> [Activity]:
Write each line exactly as it stands, from the line containing "Target: black sneaker" through the end of the data.

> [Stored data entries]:
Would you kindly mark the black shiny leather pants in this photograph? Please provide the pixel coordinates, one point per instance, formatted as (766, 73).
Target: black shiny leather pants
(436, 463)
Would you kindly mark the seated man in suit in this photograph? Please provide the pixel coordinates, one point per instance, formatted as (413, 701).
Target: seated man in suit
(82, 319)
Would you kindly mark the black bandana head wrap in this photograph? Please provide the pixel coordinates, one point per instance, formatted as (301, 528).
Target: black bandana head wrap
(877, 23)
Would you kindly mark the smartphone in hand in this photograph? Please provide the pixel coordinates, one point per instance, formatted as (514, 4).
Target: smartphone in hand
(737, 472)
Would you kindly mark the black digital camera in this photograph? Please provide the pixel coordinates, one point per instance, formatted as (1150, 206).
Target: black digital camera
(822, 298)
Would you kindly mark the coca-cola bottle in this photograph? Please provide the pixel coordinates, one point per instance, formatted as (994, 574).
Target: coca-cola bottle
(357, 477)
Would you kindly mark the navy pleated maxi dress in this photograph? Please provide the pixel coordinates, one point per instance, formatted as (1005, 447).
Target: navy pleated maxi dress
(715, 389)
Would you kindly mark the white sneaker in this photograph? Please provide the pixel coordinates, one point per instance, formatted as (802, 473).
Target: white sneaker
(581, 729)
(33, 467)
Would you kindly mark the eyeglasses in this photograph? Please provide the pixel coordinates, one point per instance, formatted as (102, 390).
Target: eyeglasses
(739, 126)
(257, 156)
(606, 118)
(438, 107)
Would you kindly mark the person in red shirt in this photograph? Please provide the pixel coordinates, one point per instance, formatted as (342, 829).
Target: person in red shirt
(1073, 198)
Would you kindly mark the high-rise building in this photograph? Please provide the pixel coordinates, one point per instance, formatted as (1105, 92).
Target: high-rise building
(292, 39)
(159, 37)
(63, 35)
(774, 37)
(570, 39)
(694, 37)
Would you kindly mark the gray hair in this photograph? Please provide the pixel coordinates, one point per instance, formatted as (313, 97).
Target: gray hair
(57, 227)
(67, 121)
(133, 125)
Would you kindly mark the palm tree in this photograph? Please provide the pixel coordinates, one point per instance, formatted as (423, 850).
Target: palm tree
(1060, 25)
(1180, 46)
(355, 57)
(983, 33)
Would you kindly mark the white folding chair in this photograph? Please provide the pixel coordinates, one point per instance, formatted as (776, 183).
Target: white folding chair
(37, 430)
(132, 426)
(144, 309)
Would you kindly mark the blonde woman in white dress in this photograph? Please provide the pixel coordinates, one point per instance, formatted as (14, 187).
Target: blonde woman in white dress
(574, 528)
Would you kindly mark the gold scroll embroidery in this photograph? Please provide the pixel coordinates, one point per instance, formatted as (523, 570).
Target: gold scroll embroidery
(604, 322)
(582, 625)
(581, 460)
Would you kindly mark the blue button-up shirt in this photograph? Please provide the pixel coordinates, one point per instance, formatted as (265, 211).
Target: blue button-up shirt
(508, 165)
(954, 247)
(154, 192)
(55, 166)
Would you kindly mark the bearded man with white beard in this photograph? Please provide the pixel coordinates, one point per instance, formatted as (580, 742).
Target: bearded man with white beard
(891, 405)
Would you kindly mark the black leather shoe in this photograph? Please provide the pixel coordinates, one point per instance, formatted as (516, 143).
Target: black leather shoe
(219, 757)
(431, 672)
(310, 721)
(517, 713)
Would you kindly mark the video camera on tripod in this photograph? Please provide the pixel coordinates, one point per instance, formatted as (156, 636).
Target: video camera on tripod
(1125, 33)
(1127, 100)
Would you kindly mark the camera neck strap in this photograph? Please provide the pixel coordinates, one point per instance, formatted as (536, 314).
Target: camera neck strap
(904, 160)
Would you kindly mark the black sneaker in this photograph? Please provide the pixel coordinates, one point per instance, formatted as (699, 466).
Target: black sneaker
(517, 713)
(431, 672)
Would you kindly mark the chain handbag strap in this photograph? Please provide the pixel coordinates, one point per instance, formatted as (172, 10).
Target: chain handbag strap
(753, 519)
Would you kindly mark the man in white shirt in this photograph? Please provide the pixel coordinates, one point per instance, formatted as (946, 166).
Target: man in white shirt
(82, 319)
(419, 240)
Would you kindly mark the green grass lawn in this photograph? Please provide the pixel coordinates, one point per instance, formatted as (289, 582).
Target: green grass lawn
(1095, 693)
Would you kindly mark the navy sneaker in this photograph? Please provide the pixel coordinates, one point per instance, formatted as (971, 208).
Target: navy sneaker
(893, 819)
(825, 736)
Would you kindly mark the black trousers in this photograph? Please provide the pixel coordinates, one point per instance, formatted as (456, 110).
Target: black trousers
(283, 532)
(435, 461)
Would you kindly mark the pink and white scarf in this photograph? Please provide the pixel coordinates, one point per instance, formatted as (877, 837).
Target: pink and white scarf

> [Exercise output]:
Target: black sneaker
(517, 713)
(431, 672)
Would you kindly mark the chain handbag strap in this photograph? Please provide the pixel coordinates, one point per instance, formatted as (172, 10).
Target: chain handbag strap
(753, 519)
Would you kindly mark the man in white shirt in this photograph? Please provide the pixel coordinates, one point per instance, formatted as (946, 166).
Target: man in white shirt
(82, 319)
(419, 240)
Would you kindly mark the green grass lawn in this photograph? Please provide the pixel coordinates, one point per instance, formatted as (289, 582).
Target: green grass lawn
(1095, 693)
Would you kindly mark the navy sneaker in this photograph? Please provide the pixel coordinates, one point per instance, formatted as (971, 208).
Target: navy sneaker
(893, 819)
(825, 736)
Would you kindly mark the black trousers in this photograph? Please provide the pixel coordinates, one point per instance, formatted as (456, 110).
Target: black trousers
(283, 532)
(435, 461)
Would you kindly mark the pink and white scarf in this photograph? Please provide the pixel coordinates, one point per instance, formatted as (877, 837).
Target: pink and white scarf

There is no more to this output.